Hall was greatly agitated, being fearful that the Indians would seek him out at the fort and kill him. McBean wrote:

    He finally resolved to leave and make for The Dalles. I remarked to him that it was rash and imprudent . . . The fort being enclosed, doors locked day and night, and fortified with two bastions, he would be safer in it than he would be on the open plain. My arguments had no force. I then asked him if he left a wife and children at the Mission. He replied he had, but supposed them all killed. I observed that it was only a supposition - they might still be living, and that it was wrong to leave them without ascertaining their fate. With tears in his eyes, he begged and entreated me to let him go, being sure to reach The Dalles.

    Finding he was determined, I provided him with a coat, shirt, provisions and other necessaries for his voyage, and advised him to take the route less frequented by the Indians (across the Columbia river), and to travel only during the night, when be would have a better chance of evading any camp by noticing their fire. I saw him safely across and the last tidings I had of him was that he had safely reached within a few miles of the Deschutes; but unfortunately having taken a canoe from the Indians and being near a rapid, he run down [i.e., attempted to navigate the rapids], and was drowned.85


It should be noted that McBean wrote this account some seventeen years after the events described had occurred. In some particulars, his version of his treatment of Hall has been questioned. Hall's body was never found. Although be was not killed at Waiilatpu, Hall is included in the total of fourteen victims because his death is attributable to the events which had taken place at the mission.

» EXTRACTED DATA:
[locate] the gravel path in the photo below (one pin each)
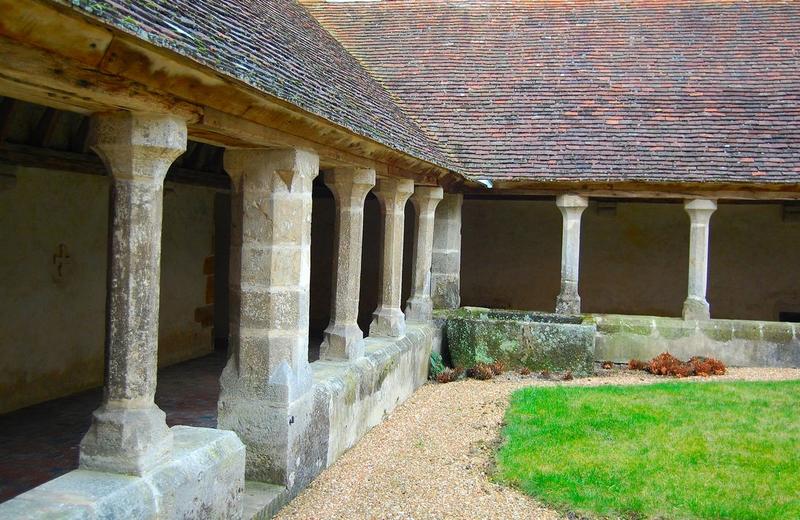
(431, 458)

--

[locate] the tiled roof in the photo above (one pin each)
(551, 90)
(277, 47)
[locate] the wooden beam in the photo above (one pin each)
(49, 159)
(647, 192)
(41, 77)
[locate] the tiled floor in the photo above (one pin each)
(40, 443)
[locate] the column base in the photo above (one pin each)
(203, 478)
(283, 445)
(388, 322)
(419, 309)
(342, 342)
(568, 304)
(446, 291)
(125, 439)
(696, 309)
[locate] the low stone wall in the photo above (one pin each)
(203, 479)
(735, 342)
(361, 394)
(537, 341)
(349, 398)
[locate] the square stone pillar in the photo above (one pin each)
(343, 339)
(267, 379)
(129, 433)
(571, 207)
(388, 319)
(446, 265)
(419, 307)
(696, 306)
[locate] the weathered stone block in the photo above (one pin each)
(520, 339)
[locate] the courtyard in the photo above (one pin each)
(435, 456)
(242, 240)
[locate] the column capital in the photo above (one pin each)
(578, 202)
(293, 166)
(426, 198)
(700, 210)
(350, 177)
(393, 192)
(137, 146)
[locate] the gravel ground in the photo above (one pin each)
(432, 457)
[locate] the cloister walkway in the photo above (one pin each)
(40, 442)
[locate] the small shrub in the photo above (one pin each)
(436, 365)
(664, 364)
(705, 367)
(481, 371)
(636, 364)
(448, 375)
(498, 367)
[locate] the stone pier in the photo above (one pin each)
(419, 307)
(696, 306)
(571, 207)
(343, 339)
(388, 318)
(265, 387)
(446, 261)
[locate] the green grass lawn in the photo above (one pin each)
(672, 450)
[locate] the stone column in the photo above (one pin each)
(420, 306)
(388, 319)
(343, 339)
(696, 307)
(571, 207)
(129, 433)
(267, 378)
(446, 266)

==

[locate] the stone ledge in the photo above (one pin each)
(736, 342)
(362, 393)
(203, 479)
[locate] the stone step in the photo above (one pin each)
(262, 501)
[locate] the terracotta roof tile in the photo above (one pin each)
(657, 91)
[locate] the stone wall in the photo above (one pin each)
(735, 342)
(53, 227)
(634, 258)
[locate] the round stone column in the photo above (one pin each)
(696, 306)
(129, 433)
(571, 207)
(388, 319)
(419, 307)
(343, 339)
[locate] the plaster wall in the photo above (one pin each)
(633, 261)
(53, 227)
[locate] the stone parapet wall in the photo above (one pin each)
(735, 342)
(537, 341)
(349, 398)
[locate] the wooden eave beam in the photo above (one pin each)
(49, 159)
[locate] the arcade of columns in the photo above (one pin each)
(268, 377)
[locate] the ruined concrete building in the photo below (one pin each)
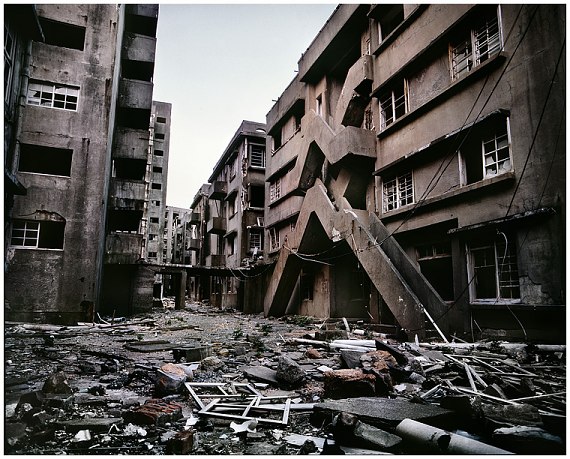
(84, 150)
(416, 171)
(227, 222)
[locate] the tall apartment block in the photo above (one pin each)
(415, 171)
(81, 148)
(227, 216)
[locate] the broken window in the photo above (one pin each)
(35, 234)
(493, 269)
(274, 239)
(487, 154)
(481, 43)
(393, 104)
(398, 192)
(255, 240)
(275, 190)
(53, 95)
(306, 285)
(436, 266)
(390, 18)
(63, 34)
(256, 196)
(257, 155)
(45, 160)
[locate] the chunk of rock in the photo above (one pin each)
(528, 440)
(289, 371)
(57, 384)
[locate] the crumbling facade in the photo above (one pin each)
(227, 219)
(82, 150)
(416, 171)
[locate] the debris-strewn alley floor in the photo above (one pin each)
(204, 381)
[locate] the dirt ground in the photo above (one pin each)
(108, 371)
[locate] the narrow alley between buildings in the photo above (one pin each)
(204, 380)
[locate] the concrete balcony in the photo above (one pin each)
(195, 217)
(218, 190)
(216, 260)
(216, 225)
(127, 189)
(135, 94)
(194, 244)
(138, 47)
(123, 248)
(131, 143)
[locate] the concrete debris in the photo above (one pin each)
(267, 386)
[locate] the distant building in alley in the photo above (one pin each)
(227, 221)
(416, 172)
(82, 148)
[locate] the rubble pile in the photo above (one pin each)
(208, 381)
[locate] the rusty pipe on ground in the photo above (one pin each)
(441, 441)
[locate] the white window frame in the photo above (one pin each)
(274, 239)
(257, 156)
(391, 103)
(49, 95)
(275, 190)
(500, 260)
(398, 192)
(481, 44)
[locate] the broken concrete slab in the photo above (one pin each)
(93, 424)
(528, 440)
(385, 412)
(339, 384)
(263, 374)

» WHAT TO DO:
1. List every thing McBean says he gave Hall for the journey in the text about Hall's escape.
2. Rewrite the text about Hall's escape from "Hall was greatly" up to and including "reach The Dalles.", putting "Oregon City" wherever "The Dalles" appears.

» EXPECTED OUTPUTS:
1. a coat, a shirt, provisions, other necessaries

2.
Hall was greatly agitated, being fearful that the Indians would seek him out at the fort and kill him. McBean wrote:

    He finally resolved to leave and make for Oregon City. I remarked to him that it was rash and imprudent . . . The fort being enclosed, doors locked day and night, and fortified with two bastions, he would be safer in it than he would be on the open plain. My arguments had no force. I then asked him if he left a wife and children at the Mission. He replied he had, but supposed them all killed. I observed that it was only a supposition - they might still be living, and that it was wrong to leave them without ascertaining their fate. With tears in his eyes, he begged and entreated me to let him go, being sure to reach Oregon City.